§ **What to work on**
Please write out the material below exactly as given.

Records excerpted from a collection
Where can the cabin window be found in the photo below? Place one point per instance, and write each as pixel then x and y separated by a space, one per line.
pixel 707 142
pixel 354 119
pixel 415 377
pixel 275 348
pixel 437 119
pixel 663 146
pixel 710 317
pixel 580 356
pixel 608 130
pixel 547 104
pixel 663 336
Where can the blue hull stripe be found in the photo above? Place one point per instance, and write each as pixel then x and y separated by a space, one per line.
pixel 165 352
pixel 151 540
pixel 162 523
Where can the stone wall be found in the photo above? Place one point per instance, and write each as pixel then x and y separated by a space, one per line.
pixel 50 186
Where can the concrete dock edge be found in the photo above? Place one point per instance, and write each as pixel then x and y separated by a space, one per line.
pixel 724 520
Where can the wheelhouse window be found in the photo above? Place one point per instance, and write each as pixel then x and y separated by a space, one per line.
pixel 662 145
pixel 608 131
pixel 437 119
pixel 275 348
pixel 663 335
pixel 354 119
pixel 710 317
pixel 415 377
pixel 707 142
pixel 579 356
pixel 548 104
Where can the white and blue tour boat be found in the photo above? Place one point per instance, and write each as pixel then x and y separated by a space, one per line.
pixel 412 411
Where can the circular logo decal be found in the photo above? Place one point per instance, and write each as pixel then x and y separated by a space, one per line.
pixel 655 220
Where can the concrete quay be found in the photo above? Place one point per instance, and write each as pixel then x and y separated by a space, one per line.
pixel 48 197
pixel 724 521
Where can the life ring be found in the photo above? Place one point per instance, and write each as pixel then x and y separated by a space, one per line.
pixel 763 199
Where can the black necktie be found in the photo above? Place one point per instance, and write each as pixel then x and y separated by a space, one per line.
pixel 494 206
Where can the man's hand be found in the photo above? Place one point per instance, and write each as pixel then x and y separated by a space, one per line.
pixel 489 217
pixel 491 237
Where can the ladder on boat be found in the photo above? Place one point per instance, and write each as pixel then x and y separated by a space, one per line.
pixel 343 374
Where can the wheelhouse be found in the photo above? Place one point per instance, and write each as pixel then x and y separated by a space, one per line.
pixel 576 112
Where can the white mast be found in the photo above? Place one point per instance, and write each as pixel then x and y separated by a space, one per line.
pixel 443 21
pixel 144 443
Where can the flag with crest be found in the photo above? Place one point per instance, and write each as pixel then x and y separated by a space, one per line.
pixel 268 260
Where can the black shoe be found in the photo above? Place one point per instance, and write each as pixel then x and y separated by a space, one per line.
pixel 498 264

§ **Complete answer**
Where can the cabin window be found in the photo below? Place one point per instance, and write each as pixel then x and y separated by a space, one per line.
pixel 707 142
pixel 354 119
pixel 415 377
pixel 275 348
pixel 437 119
pixel 663 146
pixel 710 317
pixel 580 356
pixel 608 130
pixel 547 104
pixel 663 336
Where can the blue hull stripe be found in the photo above? Place one point per instance, and write each as pixel then x and y separated by a space, one per line.
pixel 165 352
pixel 151 540
pixel 162 523
Where can the stone wall be found in the photo above? Place one point per instance, and write each as pixel then x and y separated by a space, one per line.
pixel 50 186
Where can the concrete dock edge be found in the photo above? Place one point per instance, and write each as pixel then x and y separated by a space, one per line.
pixel 724 520
Where can the wheelhouse window be found in the photo above? Place one point per instance, and write each as pixel then x and y separated by a space, one per line.
pixel 662 145
pixel 608 131
pixel 437 119
pixel 275 348
pixel 663 335
pixel 354 119
pixel 710 317
pixel 415 377
pixel 707 142
pixel 579 356
pixel 548 104
Where can the white and blue tour boat be found in the photo above? Place one point per instance, and write each as pixel then x and y separated by a space, one per line.
pixel 412 411
Where can the circular logo decal be found in the photo above? Place one point per instance, and write each as pixel then x and y separated by a space, one per line.
pixel 655 220
Where can the concrete quay be found in the photo above? Place one point per instance, and write each as pixel then x and y separated by a space, one per line.
pixel 48 197
pixel 724 521
Where can the life ring be found in the photo above? Place one point per instance, and write each as pixel then x and y separated by a space, one per line.
pixel 763 199
Where can the black necktie be found in the photo above? Place one point per instance, and write each as pixel then x and y separated by a space, one per line.
pixel 494 206
Where can the man's hand be found in the photo above? Place one point per instance, and write each as pixel then x and y separated by a space, one per line.
pixel 489 217
pixel 491 237
Where can the ladder on boat be found in the photo above? Place one point per instance, and write each as pixel then x and y separated by a space, one per line.
pixel 343 374
Where can the wheelhouse be found in the photo above? Place one point per instance, and write each as pixel then x and y separated by a space, one per line.
pixel 576 112
Where can the white mast be found in the photo above? Place one point per instance, and write each as pixel then x and y separated by a space, one per line.
pixel 443 21
pixel 144 443
Where can the flag with crest be found in the photo above? Place one point per instance, and write each as pixel then x and y separated by a space, one per line.
pixel 268 260
Where can the black shoe be found in the photo above? Place one point per instance, and write each as pixel then x and y separated by a space, one per line.
pixel 498 264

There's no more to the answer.